Revise the items below by replacing "green field" with "grassy area" and leaving everything else unchanged. Leave the pictures out of your answer.

━━━━━ Extracted data

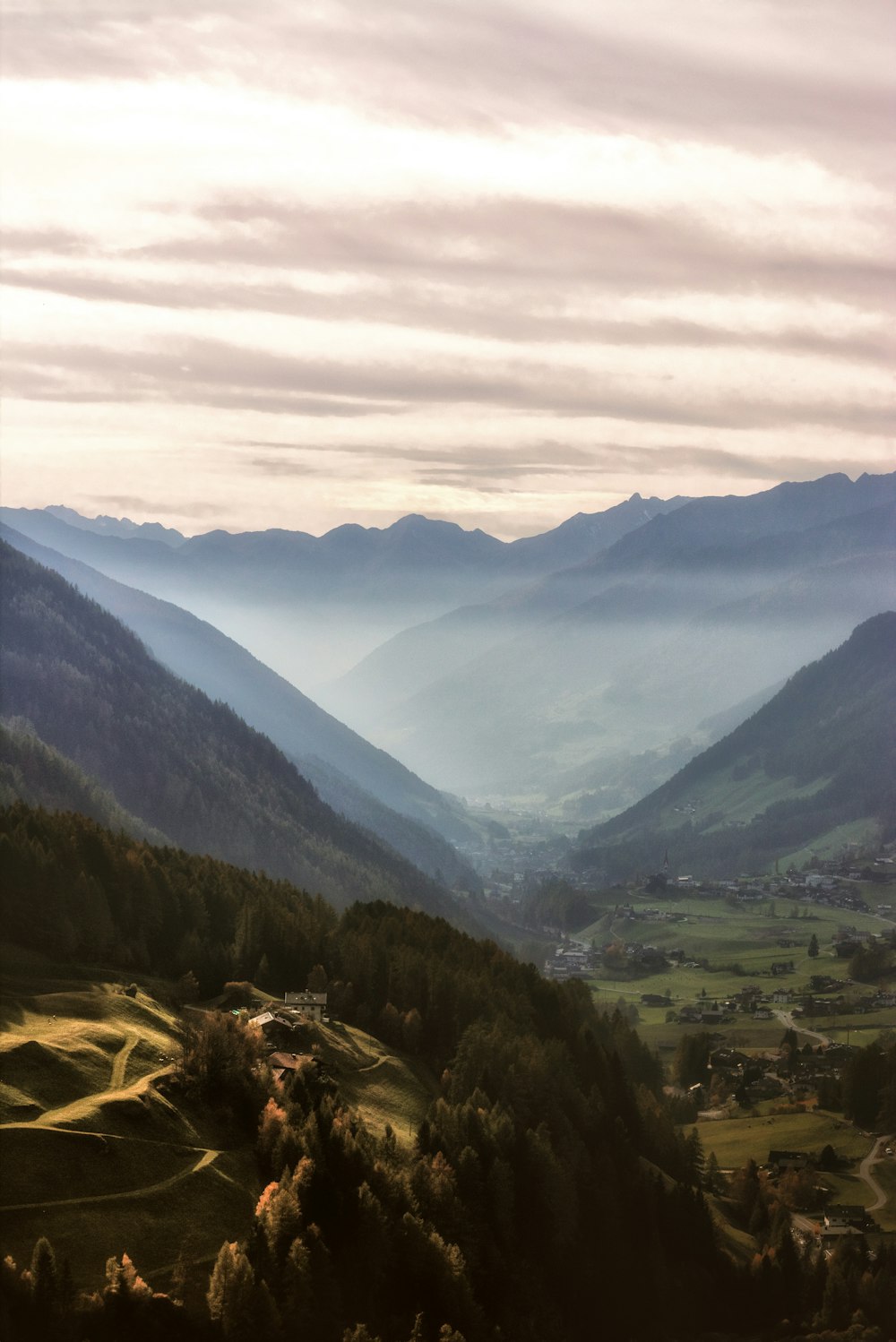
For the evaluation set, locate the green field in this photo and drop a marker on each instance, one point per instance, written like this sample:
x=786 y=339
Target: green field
x=738 y=1140
x=725 y=937
x=97 y=1157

━━━━━━━━━━

Result of the exercise:
For the evaluation set, locate the grassy area in this photo and drop a marker on each instance, one point per instance, written like this sample:
x=786 y=339
Target: grassy area
x=738 y=1140
x=725 y=937
x=97 y=1157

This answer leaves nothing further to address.